Extracted entries: Begin

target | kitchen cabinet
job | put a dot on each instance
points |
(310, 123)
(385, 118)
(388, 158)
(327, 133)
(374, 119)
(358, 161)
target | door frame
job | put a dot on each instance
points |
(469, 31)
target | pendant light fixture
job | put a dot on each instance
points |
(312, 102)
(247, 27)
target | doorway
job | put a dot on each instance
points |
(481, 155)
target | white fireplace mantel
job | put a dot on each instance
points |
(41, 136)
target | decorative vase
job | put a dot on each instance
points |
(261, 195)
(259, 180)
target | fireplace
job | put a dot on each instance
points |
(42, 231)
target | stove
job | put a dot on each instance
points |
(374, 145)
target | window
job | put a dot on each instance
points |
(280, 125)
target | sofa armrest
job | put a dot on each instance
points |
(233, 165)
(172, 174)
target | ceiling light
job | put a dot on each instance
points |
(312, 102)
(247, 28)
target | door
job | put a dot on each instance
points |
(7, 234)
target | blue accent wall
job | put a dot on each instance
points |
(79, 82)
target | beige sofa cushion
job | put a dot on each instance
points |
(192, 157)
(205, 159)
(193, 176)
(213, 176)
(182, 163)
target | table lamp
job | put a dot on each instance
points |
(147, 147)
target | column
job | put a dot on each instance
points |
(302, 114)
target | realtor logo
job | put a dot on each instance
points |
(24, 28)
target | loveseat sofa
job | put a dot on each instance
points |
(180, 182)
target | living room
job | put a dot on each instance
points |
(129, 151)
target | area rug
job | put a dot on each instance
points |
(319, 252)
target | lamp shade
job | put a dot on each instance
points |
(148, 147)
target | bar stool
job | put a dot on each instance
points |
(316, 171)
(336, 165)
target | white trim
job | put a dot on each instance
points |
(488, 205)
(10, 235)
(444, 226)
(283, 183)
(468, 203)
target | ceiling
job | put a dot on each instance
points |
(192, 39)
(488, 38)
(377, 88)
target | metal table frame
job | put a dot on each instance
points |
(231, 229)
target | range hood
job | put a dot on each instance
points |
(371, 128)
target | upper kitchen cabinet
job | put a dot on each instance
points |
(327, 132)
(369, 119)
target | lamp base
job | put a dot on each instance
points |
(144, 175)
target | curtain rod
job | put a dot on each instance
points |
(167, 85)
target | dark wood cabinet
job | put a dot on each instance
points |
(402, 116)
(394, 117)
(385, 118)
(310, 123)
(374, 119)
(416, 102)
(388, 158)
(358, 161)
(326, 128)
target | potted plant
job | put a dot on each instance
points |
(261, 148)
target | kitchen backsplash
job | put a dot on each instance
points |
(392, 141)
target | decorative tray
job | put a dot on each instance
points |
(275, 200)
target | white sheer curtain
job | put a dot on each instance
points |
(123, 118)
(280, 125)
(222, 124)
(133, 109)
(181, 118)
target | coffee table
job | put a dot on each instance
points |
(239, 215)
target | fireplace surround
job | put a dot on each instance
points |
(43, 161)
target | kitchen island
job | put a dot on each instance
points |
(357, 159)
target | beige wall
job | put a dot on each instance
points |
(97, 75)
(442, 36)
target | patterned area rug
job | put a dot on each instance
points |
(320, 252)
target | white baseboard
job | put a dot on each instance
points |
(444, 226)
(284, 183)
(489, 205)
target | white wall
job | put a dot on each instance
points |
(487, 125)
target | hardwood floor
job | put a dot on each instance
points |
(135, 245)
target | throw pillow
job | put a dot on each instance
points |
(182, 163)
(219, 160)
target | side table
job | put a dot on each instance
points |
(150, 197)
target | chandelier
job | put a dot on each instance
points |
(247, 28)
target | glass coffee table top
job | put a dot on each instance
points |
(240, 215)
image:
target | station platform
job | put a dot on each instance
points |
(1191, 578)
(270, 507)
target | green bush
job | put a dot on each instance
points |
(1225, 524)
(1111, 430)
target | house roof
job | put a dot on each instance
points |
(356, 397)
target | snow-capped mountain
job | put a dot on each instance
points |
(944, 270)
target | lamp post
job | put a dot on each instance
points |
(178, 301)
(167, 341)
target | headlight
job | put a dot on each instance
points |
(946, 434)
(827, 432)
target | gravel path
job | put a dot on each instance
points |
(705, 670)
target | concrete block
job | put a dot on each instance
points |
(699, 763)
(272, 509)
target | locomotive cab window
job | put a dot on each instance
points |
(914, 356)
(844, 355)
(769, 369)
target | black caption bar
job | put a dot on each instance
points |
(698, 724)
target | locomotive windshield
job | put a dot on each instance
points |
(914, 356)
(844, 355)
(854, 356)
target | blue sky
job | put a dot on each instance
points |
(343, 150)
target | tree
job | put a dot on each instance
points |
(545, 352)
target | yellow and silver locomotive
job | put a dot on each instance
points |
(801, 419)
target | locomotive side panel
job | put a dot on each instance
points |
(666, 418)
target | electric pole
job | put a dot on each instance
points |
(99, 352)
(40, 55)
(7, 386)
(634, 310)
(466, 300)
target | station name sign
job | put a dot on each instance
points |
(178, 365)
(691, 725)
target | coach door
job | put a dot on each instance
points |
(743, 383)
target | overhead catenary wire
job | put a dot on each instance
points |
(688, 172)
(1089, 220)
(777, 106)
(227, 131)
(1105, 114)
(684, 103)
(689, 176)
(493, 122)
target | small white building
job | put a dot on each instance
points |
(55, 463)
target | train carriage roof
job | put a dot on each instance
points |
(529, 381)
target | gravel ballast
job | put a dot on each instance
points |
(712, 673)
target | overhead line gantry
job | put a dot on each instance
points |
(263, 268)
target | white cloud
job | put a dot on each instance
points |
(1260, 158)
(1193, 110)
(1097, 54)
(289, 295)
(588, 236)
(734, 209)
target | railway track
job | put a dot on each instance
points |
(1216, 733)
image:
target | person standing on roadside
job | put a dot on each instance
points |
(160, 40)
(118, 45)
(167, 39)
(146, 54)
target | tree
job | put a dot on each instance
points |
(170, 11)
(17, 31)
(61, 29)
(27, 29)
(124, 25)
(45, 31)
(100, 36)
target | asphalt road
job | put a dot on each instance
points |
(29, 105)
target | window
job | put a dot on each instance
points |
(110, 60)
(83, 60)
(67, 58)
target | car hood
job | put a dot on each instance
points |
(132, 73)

Extracted entries: End

## [Problem]
Restate all of the entries exactly, please.

## [Your response]
target | kitchen cabinet
job | put a dot on each instance
points |
(310, 123)
(385, 118)
(388, 158)
(327, 133)
(374, 119)
(358, 161)
target | door frame
job | put a dot on each instance
points |
(469, 31)
target | pendant light fixture
job | put a dot on each instance
points |
(312, 102)
(247, 27)
target | doorway
job | put a dot on each instance
points |
(481, 155)
target | white fireplace mantel
job | put a dot on each instance
points |
(41, 136)
target | decorative vase
job | put a dot on each instance
points |
(261, 195)
(259, 180)
target | fireplace
job | put a dot on each instance
points |
(42, 231)
target | stove
job | put a dot on each instance
points |
(374, 145)
target | window
job | put a dot on each instance
points |
(280, 125)
target | sofa armrest
job | put a dot on each instance
points |
(233, 165)
(172, 174)
target | ceiling light
job | put a dot on each instance
points |
(312, 102)
(247, 28)
target | door
job | put a dot on each instance
points |
(7, 234)
target | blue accent wall
job | put a dot on each instance
points |
(79, 82)
target | beige sofa cushion
job | put a dot on each instance
points |
(192, 157)
(205, 159)
(193, 176)
(213, 176)
(182, 163)
target | table lamp
job | put a dot on each instance
points |
(147, 147)
target | column
job | put a dot on each instance
points |
(302, 114)
target | realtor logo
job | put a dot on each instance
points |
(24, 28)
target | loveseat sofa
job | put a dot on each instance
points |
(180, 182)
target | living room
job | put a dot on each instance
points |
(129, 151)
target | area rug
job | put a dot on each instance
points |
(319, 252)
target | lamp shade
job | put a dot on each instance
points |
(148, 147)
target | bar stool
job | put a dot on each instance
points |
(316, 171)
(336, 165)
target | white trim
job | put a dot on each instance
points |
(488, 205)
(10, 235)
(444, 226)
(283, 183)
(468, 203)
target | ceiling
job | put a dot on each instance
points |
(192, 39)
(488, 38)
(377, 88)
target | metal table frame
job | put a dot on each instance
points |
(231, 229)
target | range hood
job | put a dot on each instance
points |
(371, 128)
target | upper kitchen cabinet
job | put a dot on each instance
points |
(327, 132)
(369, 119)
target | lamp base
job | put a dot on each instance
points |
(144, 175)
target | curtain rod
job | put a dot on each instance
points |
(167, 85)
target | dark wood cabinet
job | put a dot on each instance
points |
(402, 116)
(394, 117)
(385, 118)
(310, 123)
(374, 119)
(416, 102)
(388, 158)
(358, 161)
(326, 128)
target | potted plant
job | put a dot on each instance
points |
(261, 148)
target | kitchen backsplash
job | put a dot on each instance
points |
(392, 141)
target | decorative tray
job | put a dot on each instance
points |
(275, 200)
target | white sheer curtain
job | put a dot on each instance
points |
(123, 118)
(280, 125)
(222, 124)
(133, 109)
(181, 118)
target | coffee table
job | put a dot on each instance
points |
(239, 215)
target | fireplace surround
job | put a dot on each instance
points |
(43, 161)
target | kitchen island
job | put a dot on each instance
points |
(357, 159)
target | beige wall
job | put a dot on each instance
points |
(97, 75)
(442, 36)
target | patterned area rug
job | put a dot on each instance
points |
(320, 252)
target | white baseboard
job | put a dot on each instance
points |
(444, 226)
(284, 183)
(489, 205)
target | white wall
job | put a dot on each instance
points |
(487, 125)
target | hardwood floor
job | put a dot on each instance
points |
(135, 245)
target | throw pillow
job | put a dot on each instance
points |
(182, 163)
(219, 160)
target | side table
job | put a dot on each instance
points |
(150, 197)
target | chandelier
job | put a dot on each instance
points |
(247, 28)
target | glass coffee table top
job | put a dot on each instance
points |
(240, 215)
image:
target | station platform
job | put a dot on each instance
points |
(1191, 578)
(270, 507)
target | green bush
job | put a dot on each instance
points |
(1225, 524)
(1111, 430)
target | house roof
job | put a dot on each instance
points |
(356, 397)
target | snow-capped mountain
job | put a dot on each instance
points |
(944, 270)
target | lamp post
job | put a dot on each instance
points |
(178, 301)
(167, 341)
target | headlight
job | put a dot on each instance
points |
(946, 434)
(827, 432)
target | gravel path
job | put a dot on each instance
points |
(705, 670)
target | concrete block
job | put a dot on each instance
points |
(699, 763)
(272, 509)
target | locomotive cab window
job | put a dot on each instance
points |
(914, 356)
(844, 355)
(769, 369)
target | black caption bar
job | put a dot on each instance
points |
(698, 724)
target | locomotive windshield
job | put a dot on each instance
points |
(914, 356)
(844, 355)
(854, 356)
target | blue sky
job | put a dot on each instance
points |
(343, 150)
target | tree
job | put a dot on each instance
points |
(545, 352)
target | yellow and silver locomotive
job | put a dot on each instance
points |
(801, 419)
target | locomotive side panel
job | put a dot on each instance
points |
(666, 418)
target | electric pole
job | put a dot on each instance
points |
(99, 352)
(40, 55)
(7, 386)
(634, 310)
(466, 300)
target | station name sign
job | put a dot on each instance
points |
(178, 365)
(691, 725)
target | coach door
job | put a dot on each instance
points |
(743, 383)
target | overhead catenary wire
job | put a dot on each instance
points |
(688, 172)
(1089, 220)
(777, 106)
(227, 131)
(1105, 114)
(684, 103)
(689, 176)
(493, 122)
target | small white building
job | put a dot on each instance
points |
(55, 463)
target | train carriage roof
job | put a dot on each instance
points |
(529, 381)
target | gravel ballast
job | put a dot on each instance
points |
(712, 673)
target | overhead line gantry
job | put a dot on each instance
points |
(263, 268)
target | white cloud
job | put a dot on each instance
points |
(1260, 158)
(1193, 110)
(1097, 54)
(289, 295)
(588, 236)
(734, 209)
target | railway track
job | put a dot on each instance
points |
(1216, 733)
image:
target | person standing on roadside
job | put a dot on each instance
points |
(160, 40)
(118, 45)
(167, 39)
(146, 54)
target | tree
job | put a dot on each instance
points |
(170, 11)
(17, 31)
(61, 29)
(27, 29)
(124, 25)
(45, 31)
(100, 36)
target | asphalt road
job | put a dot on each instance
points |
(29, 105)
target | window
job | put a dot on each instance
points |
(110, 60)
(83, 60)
(67, 58)
target | car hood
job | put a dot on each instance
points |
(132, 73)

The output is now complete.